Aim of the exercise: Format all the items below as a JSON list of strings, with one string for each line and blank lines omitted. Leave the pictures out of your answer.

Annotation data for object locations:
— START —
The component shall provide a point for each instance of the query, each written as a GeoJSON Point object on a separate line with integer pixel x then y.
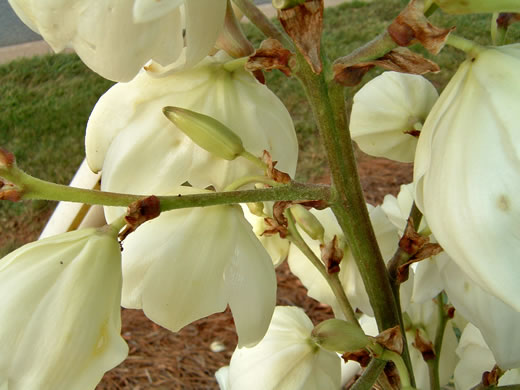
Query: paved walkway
{"type": "Point", "coordinates": [39, 47]}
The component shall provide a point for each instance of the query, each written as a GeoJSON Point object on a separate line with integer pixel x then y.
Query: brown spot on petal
{"type": "Point", "coordinates": [304, 24]}
{"type": "Point", "coordinates": [139, 212]}
{"type": "Point", "coordinates": [331, 254]}
{"type": "Point", "coordinates": [272, 172]}
{"type": "Point", "coordinates": [424, 346]}
{"type": "Point", "coordinates": [391, 339]}
{"type": "Point", "coordinates": [361, 356]}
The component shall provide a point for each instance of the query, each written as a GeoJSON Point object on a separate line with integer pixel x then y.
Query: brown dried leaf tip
{"type": "Point", "coordinates": [331, 254]}
{"type": "Point", "coordinates": [411, 26]}
{"type": "Point", "coordinates": [391, 339]}
{"type": "Point", "coordinates": [7, 159]}
{"type": "Point", "coordinates": [275, 228]}
{"type": "Point", "coordinates": [139, 212]}
{"type": "Point", "coordinates": [272, 172]}
{"type": "Point", "coordinates": [361, 356]}
{"type": "Point", "coordinates": [304, 24]}
{"type": "Point", "coordinates": [271, 55]}
{"type": "Point", "coordinates": [505, 19]}
{"type": "Point", "coordinates": [424, 346]}
{"type": "Point", "coordinates": [400, 59]}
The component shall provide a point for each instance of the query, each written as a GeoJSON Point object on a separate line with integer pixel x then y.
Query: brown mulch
{"type": "Point", "coordinates": [160, 359]}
— END —
Right answer:
[
  "The component shall provide a point for each instance of the query, each written as a GeoJSON Point object on a separate line with integer pixel x then y.",
  "Query: paved walkway",
  "{\"type\": \"Point\", \"coordinates\": [39, 47]}",
  "The component shall provide a point for each instance of the query, each written as a GeoJSON Point object on a separate line with integer pixel x then y.",
  "Query: brown spot on petal",
  "{\"type\": \"Point\", \"coordinates\": [304, 24]}",
  "{\"type\": \"Point\", \"coordinates\": [139, 212]}",
  "{\"type\": \"Point\", \"coordinates\": [331, 254]}",
  "{\"type\": \"Point\", \"coordinates\": [272, 172]}",
  "{\"type\": \"Point\", \"coordinates\": [424, 346]}",
  "{\"type\": \"Point\", \"coordinates\": [391, 339]}",
  "{\"type\": \"Point\", \"coordinates\": [361, 356]}",
  "The component shall provide a point for each instance of the query, each written as a GeoJSON Point object on a separate line with integer pixel x then y.",
  "Query: brown dried leaf tip",
  "{\"type\": \"Point\", \"coordinates\": [331, 254]}",
  "{\"type\": \"Point\", \"coordinates\": [411, 26]}",
  "{\"type\": \"Point\", \"coordinates\": [391, 339]}",
  "{\"type\": \"Point\", \"coordinates\": [7, 159]}",
  "{\"type\": \"Point\", \"coordinates\": [275, 228]}",
  "{\"type\": \"Point\", \"coordinates\": [139, 212]}",
  "{\"type\": \"Point\", \"coordinates\": [272, 172]}",
  "{\"type\": \"Point\", \"coordinates\": [361, 356]}",
  "{\"type\": \"Point\", \"coordinates\": [304, 24]}",
  "{\"type\": \"Point\", \"coordinates\": [271, 55]}",
  "{\"type\": \"Point\", \"coordinates\": [505, 19]}",
  "{\"type\": \"Point\", \"coordinates\": [424, 346]}",
  "{\"type\": \"Point\", \"coordinates\": [400, 59]}",
  "The component shall provide a point for each instance of the query, each written as a GeoJSON Point object on a separate line with integer pixel x then y.",
  "Query: brown mulch",
  "{\"type\": \"Point\", \"coordinates\": [160, 359]}"
]